REQUIREMENT:
Your answer should consist of the lines in the data below that contain "cabinet".

RECORDS PROVIDED:
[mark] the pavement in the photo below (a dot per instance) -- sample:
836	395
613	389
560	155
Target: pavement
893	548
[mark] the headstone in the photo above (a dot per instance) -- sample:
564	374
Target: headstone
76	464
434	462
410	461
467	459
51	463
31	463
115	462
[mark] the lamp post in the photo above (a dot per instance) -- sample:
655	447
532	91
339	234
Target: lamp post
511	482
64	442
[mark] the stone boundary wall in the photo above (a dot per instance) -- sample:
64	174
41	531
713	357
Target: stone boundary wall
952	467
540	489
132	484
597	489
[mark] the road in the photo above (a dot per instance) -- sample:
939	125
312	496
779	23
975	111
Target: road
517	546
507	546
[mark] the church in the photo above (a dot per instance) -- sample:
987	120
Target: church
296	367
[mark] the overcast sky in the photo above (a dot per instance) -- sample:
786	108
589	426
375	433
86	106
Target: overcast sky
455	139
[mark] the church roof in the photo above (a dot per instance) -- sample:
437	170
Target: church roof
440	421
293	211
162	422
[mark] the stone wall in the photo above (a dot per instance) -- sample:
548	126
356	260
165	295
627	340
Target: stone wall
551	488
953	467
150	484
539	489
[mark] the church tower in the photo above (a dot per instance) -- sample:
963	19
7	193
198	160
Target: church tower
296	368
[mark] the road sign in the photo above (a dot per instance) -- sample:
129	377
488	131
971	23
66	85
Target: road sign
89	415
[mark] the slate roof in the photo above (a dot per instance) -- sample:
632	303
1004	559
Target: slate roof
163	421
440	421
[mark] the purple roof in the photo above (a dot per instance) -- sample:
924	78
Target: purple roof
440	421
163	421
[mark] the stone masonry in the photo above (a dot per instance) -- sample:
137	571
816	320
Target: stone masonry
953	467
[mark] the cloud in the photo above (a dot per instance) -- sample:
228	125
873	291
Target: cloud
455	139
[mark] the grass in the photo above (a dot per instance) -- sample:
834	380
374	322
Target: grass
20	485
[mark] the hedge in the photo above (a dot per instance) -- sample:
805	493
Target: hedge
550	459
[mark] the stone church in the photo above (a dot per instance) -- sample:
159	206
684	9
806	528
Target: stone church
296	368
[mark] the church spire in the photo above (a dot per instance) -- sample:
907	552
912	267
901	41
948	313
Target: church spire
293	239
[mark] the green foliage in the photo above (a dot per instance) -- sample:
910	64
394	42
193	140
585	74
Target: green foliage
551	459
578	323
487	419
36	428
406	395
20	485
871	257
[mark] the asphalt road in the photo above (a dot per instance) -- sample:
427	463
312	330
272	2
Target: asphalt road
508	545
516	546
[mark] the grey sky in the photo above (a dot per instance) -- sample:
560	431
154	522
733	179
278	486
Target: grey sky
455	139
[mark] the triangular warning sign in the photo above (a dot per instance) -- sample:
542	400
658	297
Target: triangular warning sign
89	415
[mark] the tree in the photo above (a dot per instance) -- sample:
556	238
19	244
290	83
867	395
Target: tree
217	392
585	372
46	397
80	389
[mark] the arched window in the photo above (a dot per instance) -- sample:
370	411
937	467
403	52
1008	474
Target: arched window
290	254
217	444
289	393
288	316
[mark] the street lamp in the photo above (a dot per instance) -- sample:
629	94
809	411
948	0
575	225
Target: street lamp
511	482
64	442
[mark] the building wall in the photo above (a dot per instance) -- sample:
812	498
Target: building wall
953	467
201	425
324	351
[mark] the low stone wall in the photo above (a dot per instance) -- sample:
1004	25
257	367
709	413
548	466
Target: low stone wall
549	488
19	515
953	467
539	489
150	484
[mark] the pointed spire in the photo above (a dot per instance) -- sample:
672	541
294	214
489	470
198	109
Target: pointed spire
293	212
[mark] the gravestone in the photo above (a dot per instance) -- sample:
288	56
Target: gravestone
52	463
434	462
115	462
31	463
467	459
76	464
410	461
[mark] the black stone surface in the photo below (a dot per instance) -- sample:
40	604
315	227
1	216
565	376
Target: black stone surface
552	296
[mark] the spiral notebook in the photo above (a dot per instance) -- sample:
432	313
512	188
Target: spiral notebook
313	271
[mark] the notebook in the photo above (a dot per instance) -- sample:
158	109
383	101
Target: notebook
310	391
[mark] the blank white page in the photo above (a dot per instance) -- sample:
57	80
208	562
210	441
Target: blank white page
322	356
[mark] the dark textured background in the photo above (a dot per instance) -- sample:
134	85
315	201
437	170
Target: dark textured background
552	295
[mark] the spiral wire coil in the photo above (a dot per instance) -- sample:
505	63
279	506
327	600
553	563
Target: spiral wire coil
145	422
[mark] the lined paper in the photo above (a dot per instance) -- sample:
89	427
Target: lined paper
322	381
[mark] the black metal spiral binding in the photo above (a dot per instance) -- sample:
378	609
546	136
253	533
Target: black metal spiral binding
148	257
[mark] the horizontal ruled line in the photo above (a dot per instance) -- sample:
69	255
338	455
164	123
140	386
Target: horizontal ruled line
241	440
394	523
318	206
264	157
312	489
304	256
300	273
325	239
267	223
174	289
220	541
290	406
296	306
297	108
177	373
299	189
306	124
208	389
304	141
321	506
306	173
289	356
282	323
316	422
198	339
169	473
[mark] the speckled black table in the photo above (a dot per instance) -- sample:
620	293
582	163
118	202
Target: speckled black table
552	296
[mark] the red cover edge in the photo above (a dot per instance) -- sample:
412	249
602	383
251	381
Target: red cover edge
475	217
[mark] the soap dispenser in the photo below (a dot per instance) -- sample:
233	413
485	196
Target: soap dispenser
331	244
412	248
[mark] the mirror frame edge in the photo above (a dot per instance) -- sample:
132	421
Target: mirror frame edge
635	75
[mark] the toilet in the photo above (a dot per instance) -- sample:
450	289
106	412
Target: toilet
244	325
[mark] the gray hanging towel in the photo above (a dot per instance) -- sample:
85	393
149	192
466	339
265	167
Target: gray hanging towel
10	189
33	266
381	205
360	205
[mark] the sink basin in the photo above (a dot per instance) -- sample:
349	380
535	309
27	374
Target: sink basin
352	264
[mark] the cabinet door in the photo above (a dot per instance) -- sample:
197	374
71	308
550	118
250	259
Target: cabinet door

RESPONSE TO THIS EXERCISE:
[mark] the cabinet door in the photo above (a dot per instance) -- sample:
Target: cabinet door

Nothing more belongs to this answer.